## YOUR OBJECTIVE
All of the entries below are to be retyped exactly.
+++ MATERIAL FOR THIS TASK +++
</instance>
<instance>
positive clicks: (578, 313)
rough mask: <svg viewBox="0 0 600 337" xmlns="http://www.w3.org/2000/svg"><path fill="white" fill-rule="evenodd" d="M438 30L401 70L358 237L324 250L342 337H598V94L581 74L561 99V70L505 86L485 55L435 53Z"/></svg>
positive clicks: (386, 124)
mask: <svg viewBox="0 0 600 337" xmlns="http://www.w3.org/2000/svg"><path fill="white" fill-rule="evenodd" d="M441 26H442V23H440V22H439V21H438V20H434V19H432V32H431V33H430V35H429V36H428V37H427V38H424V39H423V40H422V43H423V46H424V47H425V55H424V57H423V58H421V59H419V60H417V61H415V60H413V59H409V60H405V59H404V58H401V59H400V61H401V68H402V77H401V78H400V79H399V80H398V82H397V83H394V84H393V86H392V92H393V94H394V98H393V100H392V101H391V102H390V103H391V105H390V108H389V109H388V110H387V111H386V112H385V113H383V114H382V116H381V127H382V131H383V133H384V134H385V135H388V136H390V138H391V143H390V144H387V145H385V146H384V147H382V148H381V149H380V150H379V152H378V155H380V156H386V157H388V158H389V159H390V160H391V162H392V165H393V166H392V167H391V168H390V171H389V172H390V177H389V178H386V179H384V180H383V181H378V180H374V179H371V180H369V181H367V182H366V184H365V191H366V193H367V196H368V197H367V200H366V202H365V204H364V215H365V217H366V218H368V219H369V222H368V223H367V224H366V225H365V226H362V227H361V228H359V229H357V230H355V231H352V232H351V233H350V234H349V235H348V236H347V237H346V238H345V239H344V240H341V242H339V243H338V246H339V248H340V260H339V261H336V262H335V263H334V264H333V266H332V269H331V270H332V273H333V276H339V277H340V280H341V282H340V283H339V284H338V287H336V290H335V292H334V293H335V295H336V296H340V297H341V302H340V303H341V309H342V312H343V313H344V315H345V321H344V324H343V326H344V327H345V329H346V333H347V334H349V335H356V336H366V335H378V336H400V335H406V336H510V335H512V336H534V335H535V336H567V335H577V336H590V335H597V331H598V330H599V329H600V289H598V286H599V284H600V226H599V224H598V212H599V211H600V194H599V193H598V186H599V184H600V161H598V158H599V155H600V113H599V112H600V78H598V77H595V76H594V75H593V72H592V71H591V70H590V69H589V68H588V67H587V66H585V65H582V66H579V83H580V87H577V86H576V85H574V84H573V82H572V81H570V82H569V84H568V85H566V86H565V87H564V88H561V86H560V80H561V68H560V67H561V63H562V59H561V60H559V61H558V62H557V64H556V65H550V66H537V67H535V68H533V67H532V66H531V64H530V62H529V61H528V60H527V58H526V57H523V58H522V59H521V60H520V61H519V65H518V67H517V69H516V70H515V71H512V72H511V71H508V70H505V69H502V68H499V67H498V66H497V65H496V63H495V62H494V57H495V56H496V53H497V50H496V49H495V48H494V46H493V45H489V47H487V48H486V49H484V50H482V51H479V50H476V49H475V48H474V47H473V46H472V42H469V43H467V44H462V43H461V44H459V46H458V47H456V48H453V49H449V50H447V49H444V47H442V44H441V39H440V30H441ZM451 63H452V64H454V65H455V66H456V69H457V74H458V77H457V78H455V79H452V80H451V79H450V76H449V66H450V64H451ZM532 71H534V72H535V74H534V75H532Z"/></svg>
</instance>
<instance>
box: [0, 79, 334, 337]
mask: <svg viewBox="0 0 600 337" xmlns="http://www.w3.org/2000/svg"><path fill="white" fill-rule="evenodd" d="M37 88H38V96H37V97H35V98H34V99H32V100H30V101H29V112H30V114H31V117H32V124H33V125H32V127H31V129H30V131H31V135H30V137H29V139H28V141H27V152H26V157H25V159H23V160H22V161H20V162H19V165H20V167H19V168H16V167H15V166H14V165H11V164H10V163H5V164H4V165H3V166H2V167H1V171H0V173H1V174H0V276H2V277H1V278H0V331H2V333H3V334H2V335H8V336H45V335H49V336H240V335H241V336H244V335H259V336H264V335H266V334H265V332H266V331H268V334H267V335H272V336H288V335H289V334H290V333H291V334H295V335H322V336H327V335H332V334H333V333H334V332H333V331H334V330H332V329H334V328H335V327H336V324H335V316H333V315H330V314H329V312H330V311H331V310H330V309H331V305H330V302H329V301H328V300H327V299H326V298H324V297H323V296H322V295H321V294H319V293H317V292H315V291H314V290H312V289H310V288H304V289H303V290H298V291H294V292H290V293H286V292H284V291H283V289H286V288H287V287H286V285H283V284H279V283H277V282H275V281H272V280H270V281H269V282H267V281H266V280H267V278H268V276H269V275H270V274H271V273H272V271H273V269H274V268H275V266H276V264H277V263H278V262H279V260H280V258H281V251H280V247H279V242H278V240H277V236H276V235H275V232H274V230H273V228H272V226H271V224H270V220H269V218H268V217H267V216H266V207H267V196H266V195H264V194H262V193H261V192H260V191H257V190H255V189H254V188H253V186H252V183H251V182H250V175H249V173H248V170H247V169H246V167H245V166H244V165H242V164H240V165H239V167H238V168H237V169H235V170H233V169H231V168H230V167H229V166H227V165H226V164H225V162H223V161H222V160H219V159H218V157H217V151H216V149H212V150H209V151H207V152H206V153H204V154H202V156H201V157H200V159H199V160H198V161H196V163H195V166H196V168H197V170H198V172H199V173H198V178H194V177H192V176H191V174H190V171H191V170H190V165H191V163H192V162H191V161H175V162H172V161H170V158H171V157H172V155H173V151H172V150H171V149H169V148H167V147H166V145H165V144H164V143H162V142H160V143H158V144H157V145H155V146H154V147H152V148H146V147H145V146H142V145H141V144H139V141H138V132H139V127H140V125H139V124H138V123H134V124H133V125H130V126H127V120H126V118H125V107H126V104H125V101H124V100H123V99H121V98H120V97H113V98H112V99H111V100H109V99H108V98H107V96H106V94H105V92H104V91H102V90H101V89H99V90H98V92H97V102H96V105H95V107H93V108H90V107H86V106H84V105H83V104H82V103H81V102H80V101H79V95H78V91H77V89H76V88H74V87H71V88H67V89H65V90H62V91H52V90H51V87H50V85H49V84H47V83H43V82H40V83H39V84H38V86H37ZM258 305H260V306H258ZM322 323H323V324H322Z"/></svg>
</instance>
+++
## ANSWER TO THIS EXERCISE
</instance>
<instance>
positive clicks: (578, 313)
rough mask: <svg viewBox="0 0 600 337" xmlns="http://www.w3.org/2000/svg"><path fill="white" fill-rule="evenodd" d="M438 30L401 70L358 237L324 250L342 337H598V94L581 74L561 99V70L505 86L485 55L435 53Z"/></svg>
positive clicks: (386, 124)
mask: <svg viewBox="0 0 600 337" xmlns="http://www.w3.org/2000/svg"><path fill="white" fill-rule="evenodd" d="M441 26H442V23H440V22H439V21H438V20H434V19H432V32H431V33H430V35H429V36H428V37H427V38H424V39H423V40H422V43H423V46H424V47H425V55H424V57H423V58H421V59H419V60H417V61H415V60H413V59H409V60H405V59H404V58H401V59H400V61H401V68H402V77H401V78H400V79H399V80H398V82H397V83H394V84H393V86H392V92H393V94H394V98H393V100H392V101H391V102H390V103H391V105H390V108H389V109H388V110H387V111H386V112H385V113H383V114H382V116H381V127H382V131H383V133H384V134H385V135H388V136H390V138H391V143H390V144H387V145H385V146H384V147H382V148H381V149H380V150H379V152H378V155H380V156H386V157H388V158H389V159H390V160H391V162H392V165H393V166H392V167H391V168H390V171H389V172H390V177H389V178H386V179H384V180H383V181H378V180H374V179H371V180H369V181H367V182H366V184H365V191H366V193H367V196H368V197H367V200H366V202H365V204H364V215H365V217H366V218H368V219H369V222H368V223H367V224H366V225H365V226H362V227H361V228H359V229H357V230H355V231H352V232H351V233H350V234H349V235H348V236H347V237H346V238H345V239H344V240H341V242H339V243H338V246H339V248H340V260H339V261H336V262H335V263H334V264H333V266H332V269H331V270H332V273H333V276H339V277H340V280H341V282H340V283H339V284H338V287H336V290H335V292H334V293H335V295H336V296H340V297H341V302H340V303H341V309H342V312H343V313H344V315H345V321H344V324H343V326H344V327H345V329H346V333H347V334H349V335H356V336H366V335H378V336H400V335H406V336H510V335H512V336H534V335H535V336H567V335H577V336H590V335H597V331H598V330H599V329H600V289H598V286H599V284H600V226H599V224H598V212H599V211H600V194H599V193H598V186H599V184H600V161H598V158H599V155H600V113H599V112H600V78H598V77H595V76H594V75H593V72H592V71H591V70H590V69H589V68H588V67H587V66H585V65H582V66H579V83H580V87H577V86H576V85H574V84H573V82H572V81H570V82H569V84H568V85H566V86H565V87H564V88H561V86H560V80H561V68H560V67H561V63H562V59H561V60H559V61H558V62H557V64H556V65H550V66H537V67H535V68H533V67H532V66H531V64H530V62H529V61H528V60H527V58H526V57H523V58H522V59H521V60H520V61H519V65H518V67H517V69H516V70H515V71H512V72H511V71H508V70H505V69H502V68H499V67H498V66H497V65H496V63H495V62H494V57H495V56H496V53H497V50H496V49H495V48H494V46H493V45H489V47H487V48H486V49H484V50H482V51H479V50H476V49H475V48H474V47H473V46H472V42H469V43H467V44H462V43H461V44H459V46H458V47H456V48H453V49H449V50H447V49H444V47H442V44H441V39H440V30H441ZM451 63H452V64H454V65H455V66H456V69H457V74H458V77H457V78H455V79H452V80H451V79H450V76H449V66H450V64H451ZM532 71H534V72H535V74H534V75H532Z"/></svg>
</instance>
<instance>
box: [0, 79, 334, 337]
mask: <svg viewBox="0 0 600 337" xmlns="http://www.w3.org/2000/svg"><path fill="white" fill-rule="evenodd" d="M37 88H38V96H37V97H35V98H34V99H32V100H30V101H29V112H30V114H31V117H32V124H33V125H32V127H31V129H30V131H31V135H30V137H29V139H28V141H27V152H26V157H25V159H23V160H22V161H20V162H19V165H20V167H19V168H16V167H15V166H14V165H11V164H10V163H5V164H4V165H3V166H2V167H1V171H0V173H1V174H0V276H2V277H1V278H0V331H2V333H3V334H2V335H8V336H45V335H49V336H240V335H241V336H244V335H259V336H264V335H266V334H265V332H266V331H268V334H267V335H272V336H288V335H289V334H290V333H291V334H295V335H322V336H327V335H332V334H333V333H334V332H333V331H334V330H332V329H334V328H335V327H336V324H335V316H333V315H330V314H329V312H330V311H331V310H330V309H331V305H330V302H329V301H328V300H327V299H326V298H324V297H323V296H322V295H321V294H319V293H317V292H315V291H314V290H312V289H310V288H304V289H303V290H298V291H294V292H290V293H286V292H284V291H283V289H286V288H287V287H286V285H283V284H279V283H277V282H275V281H272V280H270V281H269V282H267V281H266V280H267V278H268V276H269V275H270V274H271V273H272V271H273V269H274V268H275V266H276V264H277V263H278V262H279V260H280V258H281V251H280V247H279V242H278V240H277V236H276V235H275V232H274V230H273V228H272V226H271V224H270V220H269V218H268V217H267V216H266V207H267V196H266V195H264V194H262V193H261V192H260V191H257V190H255V189H254V188H253V186H252V183H251V182H250V175H249V173H248V170H247V169H246V167H245V166H244V165H242V164H240V165H239V167H238V168H237V169H235V170H233V169H231V168H230V167H229V166H227V165H226V164H225V162H223V161H222V160H219V159H218V157H217V151H216V149H212V150H209V151H207V152H206V153H204V154H202V156H201V157H200V159H199V160H198V161H196V163H195V166H196V168H197V170H198V172H199V173H198V178H194V177H192V176H191V174H190V171H191V170H190V165H191V163H192V162H191V161H175V162H172V161H170V158H171V157H172V155H173V151H172V150H171V149H169V148H167V147H166V145H165V144H164V143H162V142H160V143H158V144H157V145H155V146H154V147H152V148H146V147H145V146H142V145H141V144H139V141H138V132H139V127H140V125H139V124H138V123H134V124H133V125H130V126H127V120H126V118H125V107H126V104H125V101H124V100H123V99H121V98H120V97H113V98H112V99H111V100H109V99H108V98H107V96H106V94H105V92H104V91H102V90H101V89H99V90H98V92H97V102H96V105H95V107H93V108H90V107H86V106H84V105H83V104H82V103H81V102H80V101H79V95H78V91H77V89H76V88H74V87H71V88H67V89H65V90H62V91H52V90H51V87H50V85H49V84H47V83H43V82H40V83H39V84H38V86H37ZM258 305H260V306H258ZM322 323H323V324H322Z"/></svg>
</instance>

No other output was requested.